» INSTRUCTIONS TO FOLLOW
Set out every line of the records below as a numbered list, skipping any blank lines. Leave the pictures out of your list.
****
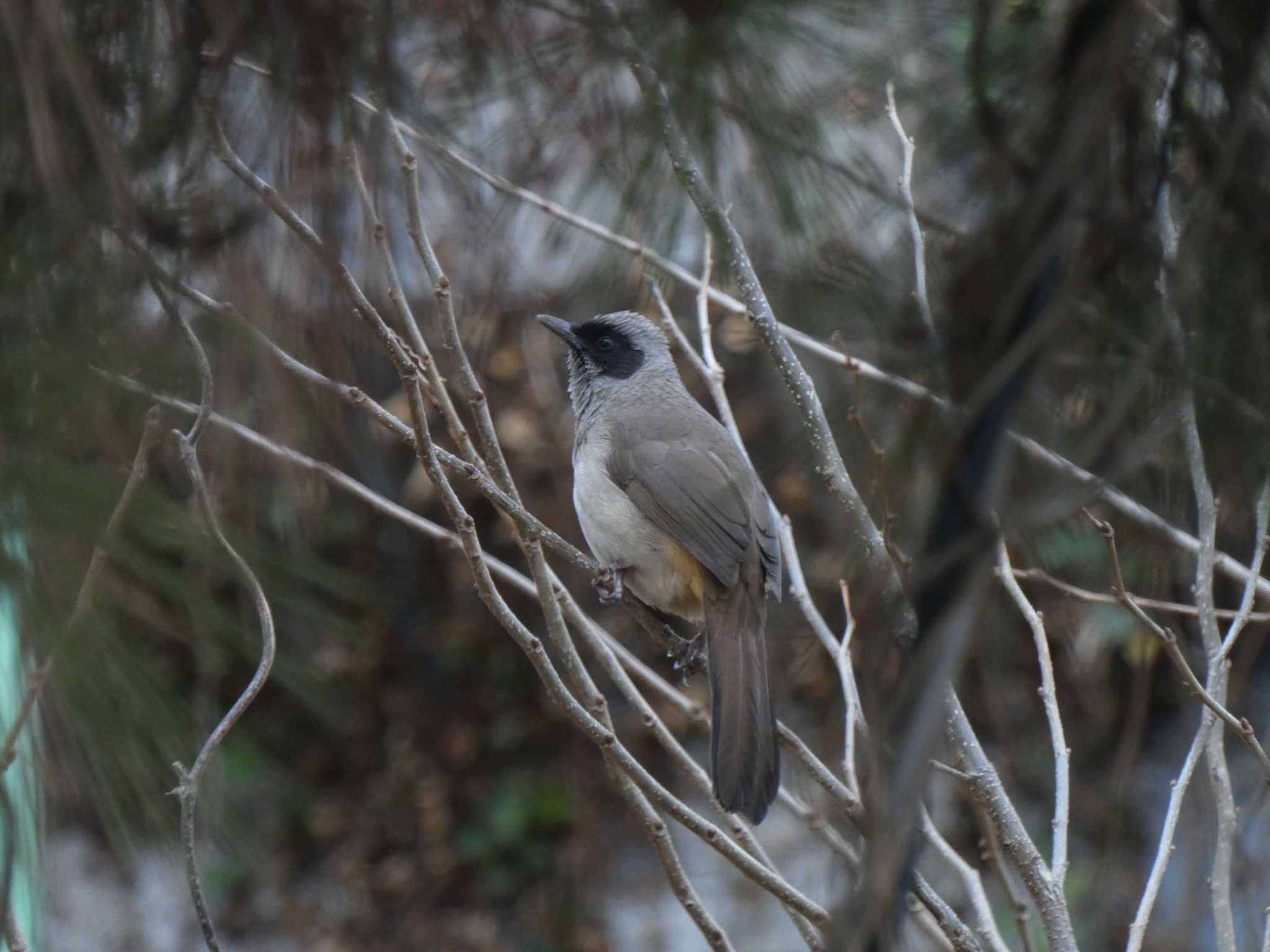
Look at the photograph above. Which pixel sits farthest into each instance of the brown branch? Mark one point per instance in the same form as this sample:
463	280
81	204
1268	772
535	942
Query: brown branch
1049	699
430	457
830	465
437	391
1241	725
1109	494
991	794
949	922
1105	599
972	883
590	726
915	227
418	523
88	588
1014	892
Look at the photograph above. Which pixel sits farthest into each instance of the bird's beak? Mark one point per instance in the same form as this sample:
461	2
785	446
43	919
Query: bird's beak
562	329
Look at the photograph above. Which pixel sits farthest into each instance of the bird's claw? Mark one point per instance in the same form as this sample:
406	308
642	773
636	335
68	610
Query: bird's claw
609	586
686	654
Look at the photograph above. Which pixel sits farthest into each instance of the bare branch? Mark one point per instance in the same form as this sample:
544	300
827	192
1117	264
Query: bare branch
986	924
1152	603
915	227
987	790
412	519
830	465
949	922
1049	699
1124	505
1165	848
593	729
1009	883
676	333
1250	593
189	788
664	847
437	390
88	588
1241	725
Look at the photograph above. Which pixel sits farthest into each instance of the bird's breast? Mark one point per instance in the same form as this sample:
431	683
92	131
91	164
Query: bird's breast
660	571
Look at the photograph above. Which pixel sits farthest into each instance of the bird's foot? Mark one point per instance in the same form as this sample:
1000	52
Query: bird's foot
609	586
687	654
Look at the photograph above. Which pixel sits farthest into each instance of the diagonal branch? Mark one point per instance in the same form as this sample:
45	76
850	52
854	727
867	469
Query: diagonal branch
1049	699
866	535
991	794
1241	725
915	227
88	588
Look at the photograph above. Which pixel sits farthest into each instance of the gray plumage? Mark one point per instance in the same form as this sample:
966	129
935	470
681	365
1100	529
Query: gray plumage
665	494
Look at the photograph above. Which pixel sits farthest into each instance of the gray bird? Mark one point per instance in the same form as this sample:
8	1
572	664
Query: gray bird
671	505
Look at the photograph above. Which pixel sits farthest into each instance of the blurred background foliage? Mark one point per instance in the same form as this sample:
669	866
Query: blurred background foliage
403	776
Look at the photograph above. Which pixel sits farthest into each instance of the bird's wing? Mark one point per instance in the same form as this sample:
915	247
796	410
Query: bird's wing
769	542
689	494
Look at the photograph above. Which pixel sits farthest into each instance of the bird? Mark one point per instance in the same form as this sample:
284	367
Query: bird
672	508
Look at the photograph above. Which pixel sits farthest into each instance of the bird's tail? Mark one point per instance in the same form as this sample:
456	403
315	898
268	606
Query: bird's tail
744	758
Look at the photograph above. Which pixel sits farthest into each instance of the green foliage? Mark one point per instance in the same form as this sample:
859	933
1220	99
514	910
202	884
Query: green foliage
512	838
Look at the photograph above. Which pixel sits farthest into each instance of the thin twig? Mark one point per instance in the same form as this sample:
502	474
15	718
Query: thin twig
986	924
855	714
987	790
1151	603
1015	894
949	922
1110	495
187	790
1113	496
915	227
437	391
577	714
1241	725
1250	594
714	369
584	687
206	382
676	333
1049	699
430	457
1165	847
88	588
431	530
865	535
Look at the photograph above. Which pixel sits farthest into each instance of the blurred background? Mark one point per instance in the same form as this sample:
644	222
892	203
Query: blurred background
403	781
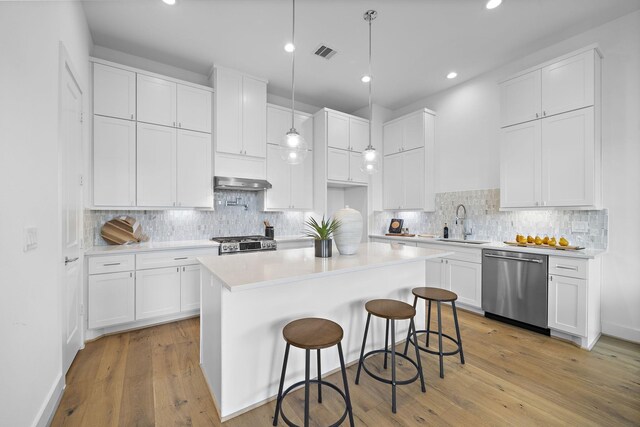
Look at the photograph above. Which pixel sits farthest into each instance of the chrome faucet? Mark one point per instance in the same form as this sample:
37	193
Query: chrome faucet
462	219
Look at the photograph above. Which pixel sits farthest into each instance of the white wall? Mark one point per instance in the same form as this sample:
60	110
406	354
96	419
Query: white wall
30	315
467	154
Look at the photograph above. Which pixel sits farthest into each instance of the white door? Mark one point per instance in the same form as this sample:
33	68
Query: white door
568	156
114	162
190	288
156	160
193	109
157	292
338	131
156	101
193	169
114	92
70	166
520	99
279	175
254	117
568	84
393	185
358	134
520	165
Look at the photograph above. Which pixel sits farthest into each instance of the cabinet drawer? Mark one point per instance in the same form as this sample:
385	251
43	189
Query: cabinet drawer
****
» COMPLETE OUTPUT
1. Look at the photograph above. Which pixel sits farthest into each instance of the brown branch? Mark one point per instance in the same form as this sample:
2. 463	280
3. 81	204
4. 1268	772
5. 535	942
6. Query: brown branch
7. 1049	699
8. 430	457
9. 830	465
10. 437	391
11. 1241	725
12. 1109	494
13. 991	794
14. 949	922
15. 1105	599
16. 972	883
17. 590	726
18. 915	227
19. 418	523
20. 88	588
21. 1014	892
22. Look at the photograph above. Which pixel sits farthest into each instance of the bird's beak? Mark one point per instance in the same form as this sample:
23. 461	2
24. 785	446
25. 43	919
26. Query: bird's beak
27. 562	329
28. Look at the photograph above. Which pixel sits farthest into each instance of the bird's claw? Mark one point per instance in the same form as this sample:
29. 406	308
30. 642	773
31. 636	335
32. 68	610
33. Query: bird's claw
34. 609	586
35. 686	654
36. Look at the photograph above. Which pixel sits farthest into each instance of the bare branch? Mark one point per instance in the same form as this sample:
37. 544	300
38. 827	192
39. 1117	264
40. Query: bare branch
41. 986	924
42. 1152	603
43. 915	227
44. 987	790
45. 412	519
46. 830	465
47. 949	922
48. 1049	699
49. 1124	505
50. 1165	848
51. 593	729
52. 1009	883
53. 676	333
54. 1250	593
55. 189	788
56. 664	847
57. 437	390
58. 88	588
59. 1241	725
60. Look at the photograph above. Which pixel sits farthest into each instance of the bird's breast? Mark one point per instance in the same form as this sample:
61. 431	683
62. 92	131
63. 91	164
64. Query: bird's breast
65. 660	571
66. Look at the photograph above. Which pixel sits farthest into each instance of the bird's foot? Mark one point per instance in the same form as this sample:
67. 1000	52
68. Query: bird's foot
69. 609	586
70. 687	654
71. Look at the photograph above. Which pixel sits farthest into each instance of the diagonal branch? Mark one point per instance in the same form as this sample:
72. 45	76
73. 850	52
74. 854	727
75. 867	469
76. Query: diagonal branch
77. 1049	699
78. 866	535
79. 991	794
80. 1241	725
81. 915	227
82. 88	588
83. Look at the photograph above. Which pixel sits farthest into each instance of the gray plumage? Mark one point per instance in the same form as this sample:
84. 966	129
85. 935	470
86. 681	365
87. 1100	529
88. Query: gray plumage
89. 665	494
90. Look at the photograph above. Which pixel sits farthest into each instance of the gray bird? Mark one point per instance in the same form as this sample:
91. 8	1
92. 572	664
93. Query: gray bird
94. 671	505
95. Look at the photograph above. Which pixel sits farthest into each instance of the blurred background foliage? Mark one point per instance in the same form as this sample:
96. 669	866
97. Query: blurred background foliage
98. 403	776
99. Look at the photograph above. Which pixel sits farthest into each instance of the bird's wing? Mark one point per instance in the same form as this sample:
100. 915	247
101. 796	410
102. Query: bird's wing
103. 769	542
104. 689	494
105. Look at the photograph above. Which pixel sits farthest into each instance of the bird? Mark one point per instance in the same form as this sample:
106. 284	367
107. Query: bird
108. 672	508
109. Look at the photograph above. Which pixel sits farthest into each instance of the bird's tail? Mark one point per instance in the same form as this sample:
110. 456	403
111. 315	898
112. 268	606
113. Query: bird's tail
114. 744	758
115. Look at the photograph above. Which pixel sits farthest into each instance of the green foliage? Mark one point per instance in the same form as this sample:
116. 859	933
117. 1220	99
118. 514	910
119. 202	884
120. Query: green foliage
121. 512	838
122. Look at the photograph above. Which pixel sits farthest into each instance of the thin twig? Mark one point per instance in the same form as this sample:
123. 502	474
124. 15	718
125. Query: thin twig
126. 986	924
127. 855	714
128. 987	790
129. 1151	603
130. 1015	894
131. 949	922
132. 1110	495
133. 187	790
134. 1113	496
135. 915	227
136. 437	391
137. 577	714
138. 1241	725
139. 1250	594
140. 714	369
141. 584	687
142. 206	382
143. 676	333
144. 1049	699
145. 430	457
146. 1165	847
147. 88	588
148. 431	530
149. 865	535
150. Look at the photograph above. Which pixel sits farthest into each instance of the blurred background? Mark one point per instance in the same form as this sample:
151. 644	222
152. 892	203
153. Query: blurred background
154. 403	781
155. Look at the photograph above. Which pixel sits farthest into each instance of the chrome faucet? Mark one point per instance in the same form as this sample:
156. 37	193
157. Query: chrome faucet
158. 462	219
159. Look at the photograph above. Which pixel sits farthest into each instance of the white wall? Mark one point per instance in the same form as this sample:
160. 60	110
161. 406	354
162. 96	419
163. Query: white wall
164. 30	315
165. 467	154
166. Look at the photograph above. Which pixel sits farthest into each instance of the white door? Mark one point per instance in the same form as this sample:
167. 33	68
168. Query: white door
169. 568	156
170. 114	162
171. 190	288
172. 156	160
173. 193	109
174. 157	292
175. 338	131
176. 156	101
177. 193	169
178. 114	92
179. 70	166
180. 520	99
181. 279	175
182. 254	117
183. 568	84
184. 393	185
185. 358	134
186. 520	165
187. Look at the photograph above. Which pixel sits farthest into each instance of the cabinet drawer? Mark one point per instance in the same form as this sample:
188. 385	251
189. 43	189
190. Query: cabinet drawer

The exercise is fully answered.